- [Excerpted passage]:
++++++

Sunday 24 July 2016

To Gary Cantor, Durham is Home to his Medical Research Career

When he was a young boy in Coral Springs, Florida, Gary Cantor found the medical reality show, “Trauma: Life in the ER,” on TV and something told him he wanted a career in medicine. He admired the doctors who worked to save people's lives, and he really liked the surgeons. At first, anyway.

Something happened to Gary Cantor's dream when he was 13 and he saw a YouTube video of Dr. Aubrey de Grey, a biomedical gerontologist, who convinced him that medical research was the key to everything. He had many discussions with de Grey over the years and Gary now looks on the human body as an advanced computer. He now understands that anyone with knowledge of the body’s instruction manual, known as the genome, may be able to make the computer run well and run forever.

Soon, Gary Cantor was studying biology at the University of Florida and he was still a teenager when he worked as a researcher in his first lab. He also spent one summer in San Francisco doing a four-month internship with Genentech in their Translational Oncology department. He was an important member of a team looking at a promising treatment for breast cancer.

After Florida, he was then happy to be accepted into the Biological and Biomedical Sciences Program (BBSP) at the University of North Carolina at Chapel Hill. He also joined the university's Genetics and Molecular Biology Department. To Gary Cantor, Durham is now home. Still only 26, he is a fourth-year Ph.D. candidate, which means he has many years to make inroads in medical research.

++++++

- [Extracted records]:
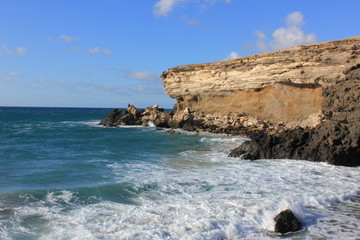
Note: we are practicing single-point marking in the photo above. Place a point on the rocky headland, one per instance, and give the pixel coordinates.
(298, 103)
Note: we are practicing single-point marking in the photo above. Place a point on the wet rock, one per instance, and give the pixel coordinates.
(172, 131)
(332, 142)
(287, 222)
(335, 140)
(112, 118)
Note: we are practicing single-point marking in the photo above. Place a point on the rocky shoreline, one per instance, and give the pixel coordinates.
(298, 103)
(335, 139)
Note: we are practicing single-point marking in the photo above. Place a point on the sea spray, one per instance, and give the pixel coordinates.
(69, 179)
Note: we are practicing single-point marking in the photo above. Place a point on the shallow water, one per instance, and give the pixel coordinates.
(64, 177)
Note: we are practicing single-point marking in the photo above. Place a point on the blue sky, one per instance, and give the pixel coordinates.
(108, 53)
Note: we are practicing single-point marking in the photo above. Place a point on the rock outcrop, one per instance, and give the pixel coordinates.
(134, 116)
(287, 222)
(281, 86)
(297, 103)
(336, 140)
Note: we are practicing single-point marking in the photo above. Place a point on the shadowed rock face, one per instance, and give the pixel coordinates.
(281, 86)
(287, 222)
(336, 140)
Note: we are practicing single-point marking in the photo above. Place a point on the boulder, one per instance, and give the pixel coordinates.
(112, 118)
(287, 222)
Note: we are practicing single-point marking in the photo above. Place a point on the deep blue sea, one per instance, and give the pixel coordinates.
(62, 176)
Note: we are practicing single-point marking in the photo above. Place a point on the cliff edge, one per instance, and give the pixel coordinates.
(281, 86)
(298, 103)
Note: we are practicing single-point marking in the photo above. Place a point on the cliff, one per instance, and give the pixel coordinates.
(281, 86)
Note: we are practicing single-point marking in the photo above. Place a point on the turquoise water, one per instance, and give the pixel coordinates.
(64, 177)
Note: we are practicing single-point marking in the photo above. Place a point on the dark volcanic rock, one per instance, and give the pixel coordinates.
(287, 222)
(342, 102)
(336, 140)
(332, 142)
(112, 118)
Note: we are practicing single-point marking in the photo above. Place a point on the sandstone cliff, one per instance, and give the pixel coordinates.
(281, 86)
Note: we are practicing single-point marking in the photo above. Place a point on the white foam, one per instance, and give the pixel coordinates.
(224, 198)
(151, 124)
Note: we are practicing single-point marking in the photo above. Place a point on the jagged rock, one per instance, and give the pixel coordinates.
(112, 118)
(131, 109)
(157, 116)
(260, 85)
(336, 140)
(172, 131)
(287, 222)
(332, 142)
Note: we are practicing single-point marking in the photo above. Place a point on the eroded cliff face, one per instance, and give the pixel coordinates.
(281, 86)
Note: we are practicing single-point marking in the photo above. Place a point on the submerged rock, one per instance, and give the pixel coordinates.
(287, 222)
(112, 118)
(332, 142)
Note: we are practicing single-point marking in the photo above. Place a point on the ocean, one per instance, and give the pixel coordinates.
(62, 176)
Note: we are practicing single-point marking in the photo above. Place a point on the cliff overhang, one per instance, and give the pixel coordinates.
(281, 86)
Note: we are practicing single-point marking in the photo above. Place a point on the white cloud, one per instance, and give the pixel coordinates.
(294, 19)
(5, 50)
(36, 86)
(232, 55)
(141, 75)
(164, 7)
(96, 50)
(68, 38)
(285, 37)
(20, 51)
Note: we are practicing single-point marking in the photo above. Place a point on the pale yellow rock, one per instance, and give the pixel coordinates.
(280, 86)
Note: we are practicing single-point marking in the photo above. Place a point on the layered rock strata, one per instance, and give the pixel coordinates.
(298, 103)
(336, 140)
(281, 86)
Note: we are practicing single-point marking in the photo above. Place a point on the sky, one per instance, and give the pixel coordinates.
(108, 53)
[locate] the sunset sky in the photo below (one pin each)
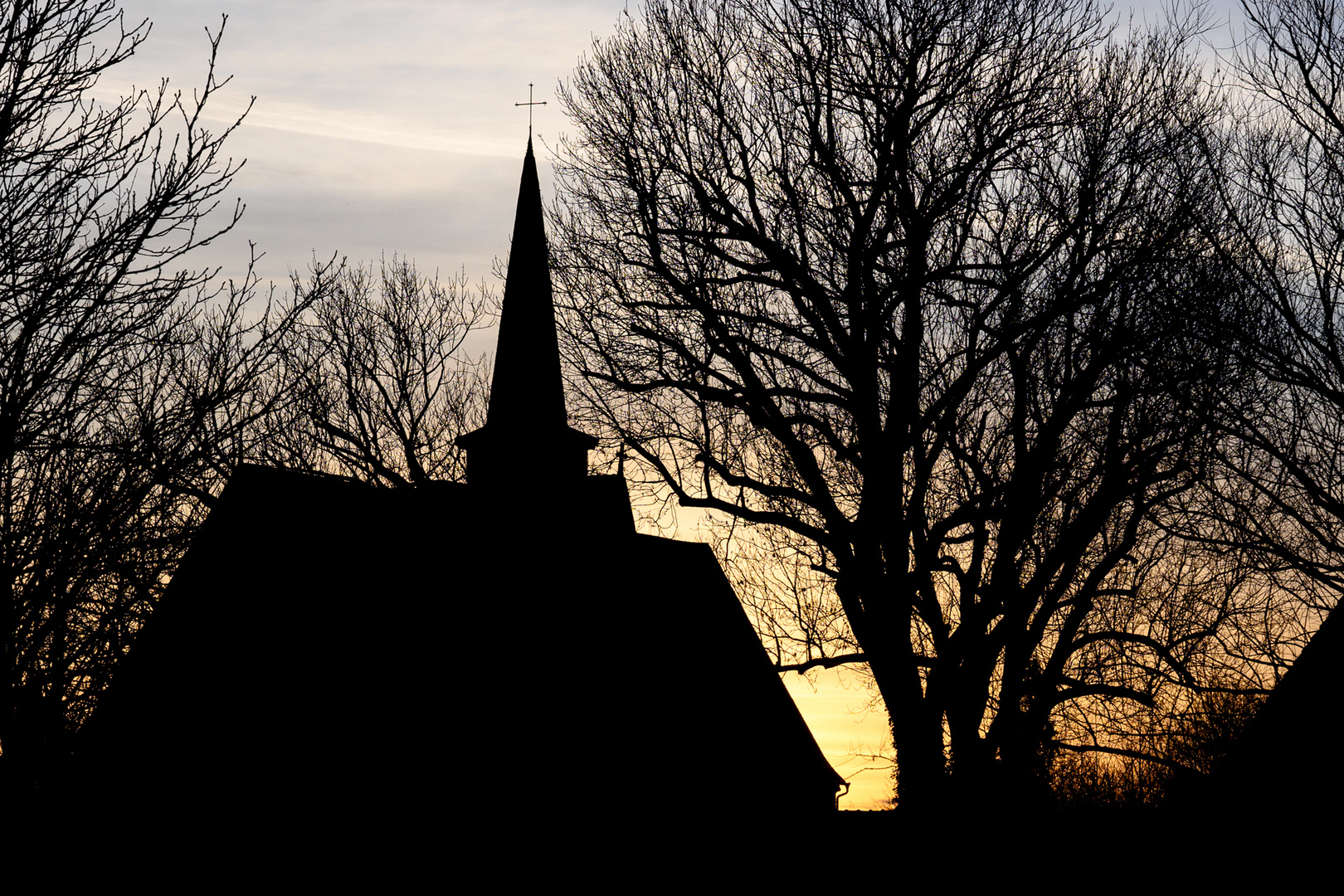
(386, 128)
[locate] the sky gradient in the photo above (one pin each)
(386, 128)
(383, 128)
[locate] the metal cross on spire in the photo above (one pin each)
(530, 104)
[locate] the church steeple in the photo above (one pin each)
(526, 433)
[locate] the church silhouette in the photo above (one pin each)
(334, 649)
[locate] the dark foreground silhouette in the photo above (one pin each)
(332, 650)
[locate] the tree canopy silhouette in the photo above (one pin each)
(928, 296)
(127, 386)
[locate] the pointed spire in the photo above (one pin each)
(527, 388)
(526, 429)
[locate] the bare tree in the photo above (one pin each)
(127, 387)
(926, 295)
(378, 381)
(1285, 193)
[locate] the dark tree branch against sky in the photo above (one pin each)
(128, 386)
(929, 299)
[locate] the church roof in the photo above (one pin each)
(343, 648)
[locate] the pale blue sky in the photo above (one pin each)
(378, 127)
(386, 127)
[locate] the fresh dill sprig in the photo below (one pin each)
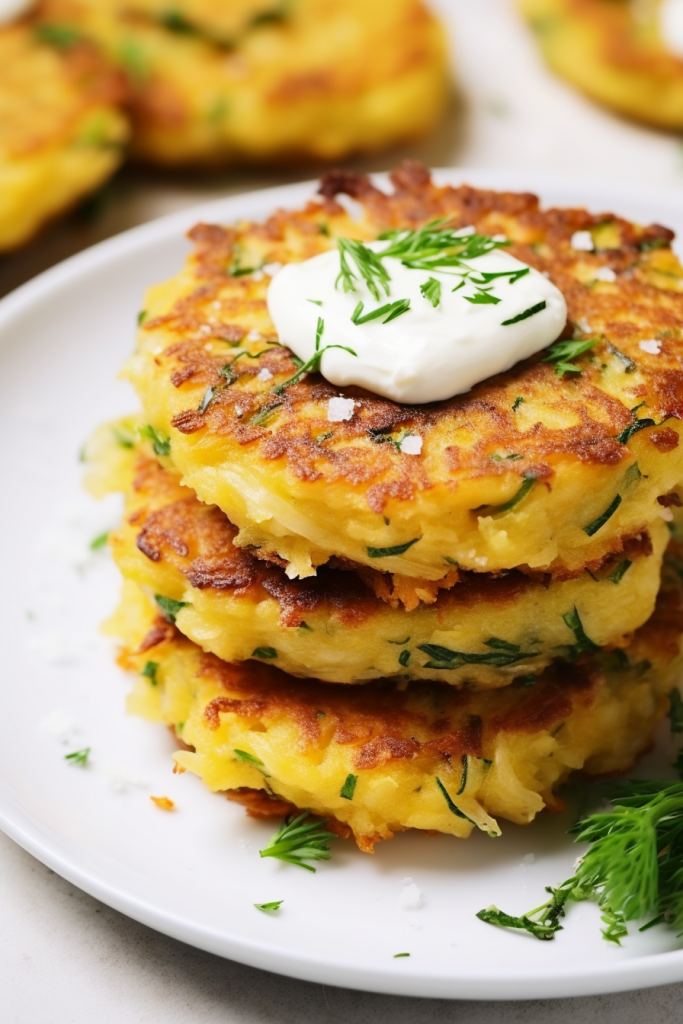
(299, 841)
(562, 353)
(368, 264)
(633, 868)
(312, 366)
(392, 309)
(432, 291)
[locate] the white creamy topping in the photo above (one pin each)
(583, 241)
(441, 346)
(671, 26)
(9, 9)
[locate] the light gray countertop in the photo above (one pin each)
(65, 956)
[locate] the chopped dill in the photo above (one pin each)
(299, 841)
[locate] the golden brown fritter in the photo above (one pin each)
(61, 134)
(423, 756)
(263, 81)
(483, 632)
(601, 446)
(613, 51)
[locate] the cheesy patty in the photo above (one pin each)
(265, 80)
(529, 469)
(60, 132)
(613, 52)
(382, 758)
(483, 632)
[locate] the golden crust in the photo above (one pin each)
(334, 626)
(612, 51)
(497, 754)
(60, 132)
(215, 84)
(282, 472)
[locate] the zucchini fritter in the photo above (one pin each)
(264, 80)
(613, 52)
(425, 756)
(529, 469)
(484, 632)
(60, 132)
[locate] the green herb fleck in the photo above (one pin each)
(168, 607)
(675, 713)
(124, 436)
(482, 297)
(398, 549)
(150, 672)
(299, 841)
(161, 445)
(637, 425)
(313, 364)
(594, 526)
(528, 481)
(617, 573)
(249, 759)
(348, 788)
(629, 365)
(501, 654)
(392, 309)
(99, 542)
(432, 291)
(563, 352)
(531, 311)
(583, 643)
(261, 418)
(452, 807)
(79, 758)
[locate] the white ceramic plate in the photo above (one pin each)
(196, 873)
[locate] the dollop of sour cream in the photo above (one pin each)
(671, 26)
(442, 345)
(9, 9)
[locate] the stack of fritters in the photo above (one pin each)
(392, 640)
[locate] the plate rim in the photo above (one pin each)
(639, 972)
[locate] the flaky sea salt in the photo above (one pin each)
(412, 444)
(340, 410)
(583, 241)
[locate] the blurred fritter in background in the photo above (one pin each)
(113, 112)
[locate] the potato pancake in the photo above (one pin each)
(529, 469)
(613, 52)
(382, 758)
(484, 632)
(60, 132)
(212, 84)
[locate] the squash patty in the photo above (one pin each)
(484, 632)
(60, 132)
(613, 52)
(423, 756)
(213, 84)
(586, 460)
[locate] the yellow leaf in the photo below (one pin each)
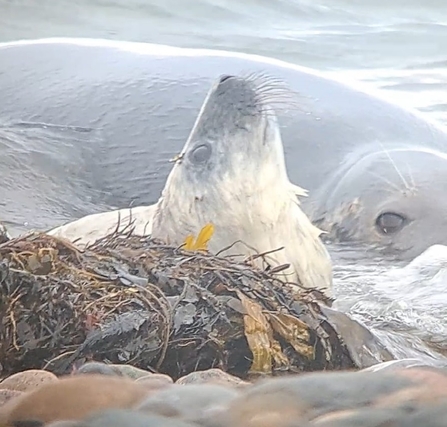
(204, 237)
(201, 243)
(189, 243)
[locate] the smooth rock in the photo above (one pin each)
(197, 403)
(73, 398)
(214, 376)
(28, 380)
(6, 395)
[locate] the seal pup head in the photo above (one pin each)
(232, 173)
(392, 200)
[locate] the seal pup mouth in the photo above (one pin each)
(232, 173)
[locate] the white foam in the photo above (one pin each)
(167, 50)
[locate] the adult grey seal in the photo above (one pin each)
(140, 102)
(231, 173)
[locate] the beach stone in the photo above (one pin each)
(155, 381)
(130, 371)
(428, 385)
(400, 416)
(6, 395)
(197, 403)
(214, 375)
(280, 402)
(96, 368)
(28, 380)
(130, 418)
(73, 398)
(64, 423)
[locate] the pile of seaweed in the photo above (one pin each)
(127, 299)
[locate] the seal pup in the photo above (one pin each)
(89, 229)
(232, 173)
(140, 103)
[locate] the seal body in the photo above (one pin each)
(139, 103)
(232, 173)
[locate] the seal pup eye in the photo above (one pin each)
(390, 222)
(200, 154)
(225, 78)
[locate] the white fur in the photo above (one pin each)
(262, 210)
(140, 48)
(90, 228)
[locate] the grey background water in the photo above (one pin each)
(395, 45)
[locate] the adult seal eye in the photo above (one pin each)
(390, 222)
(200, 154)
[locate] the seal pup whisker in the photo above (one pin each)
(274, 94)
(232, 173)
(399, 173)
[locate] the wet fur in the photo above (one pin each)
(252, 203)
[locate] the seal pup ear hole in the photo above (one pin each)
(390, 222)
(200, 154)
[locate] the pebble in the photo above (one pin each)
(129, 418)
(6, 395)
(214, 375)
(73, 397)
(197, 403)
(28, 380)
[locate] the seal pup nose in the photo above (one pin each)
(233, 175)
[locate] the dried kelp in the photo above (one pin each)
(135, 300)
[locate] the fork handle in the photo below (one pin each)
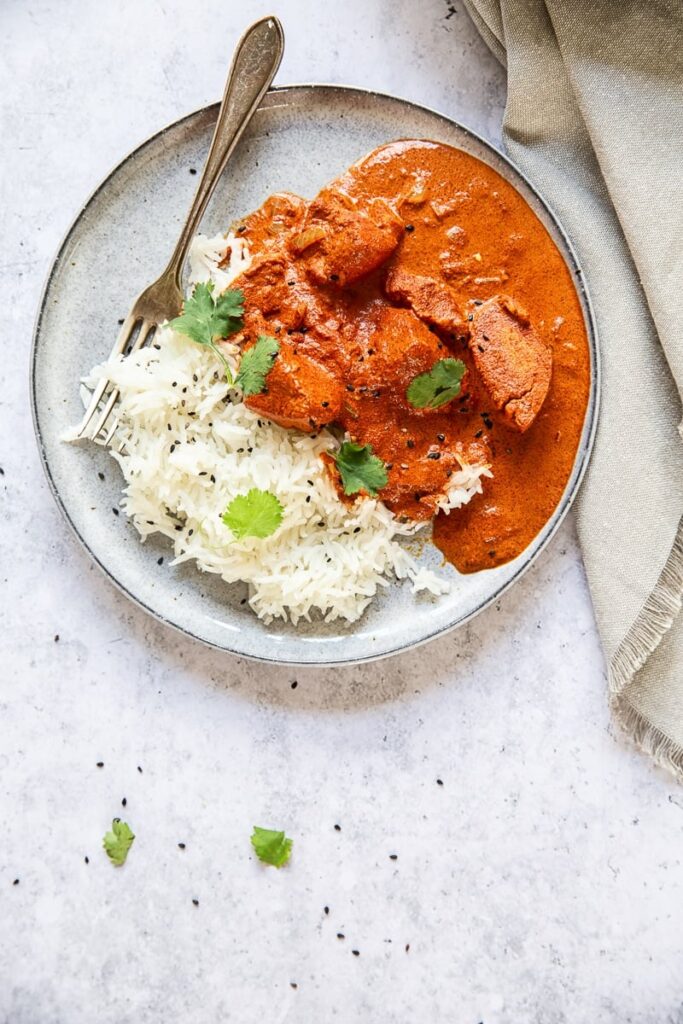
(254, 65)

++++++

- [What this exercise asks]:
A. Translate this sentence from the profile of Gary Cantor into Spanish: "He admired the doctors who worked to save people's lives, and he really liked the surgeons."
B. Answer these questions from the profile of Gary Cantor:
(i) What medical reality show did he find on TV as a young boy?
(ii) How old was he when he saw the YouTube video of Dr. Aubrey de Grey?
(iii) In which Genentech department did he do his internship?
C. Please rewrite the paragraph of the profile of Gary Cantor that begins "Soon, Gary Cantor was studying biology" as a short list, keeping its main facts.

- [Task solutions]:
A. Admiraba a los médicos que trabajaban para salvar la vida de las personas, y realmente le gustaban los cirujanos.

B.
(i) "Trauma: Life in the ER"
(ii) 13
(iii) Translational Oncology

C.
- Gary Cantor studied biology at the University of Florida.
- He worked as a researcher in his first lab while still a teenager.
- He spent one summer in San Francisco doing a four-month internship with Genentech's Translational Oncology department.
- He was an important member of a team looking at a promising treatment for breast cancer.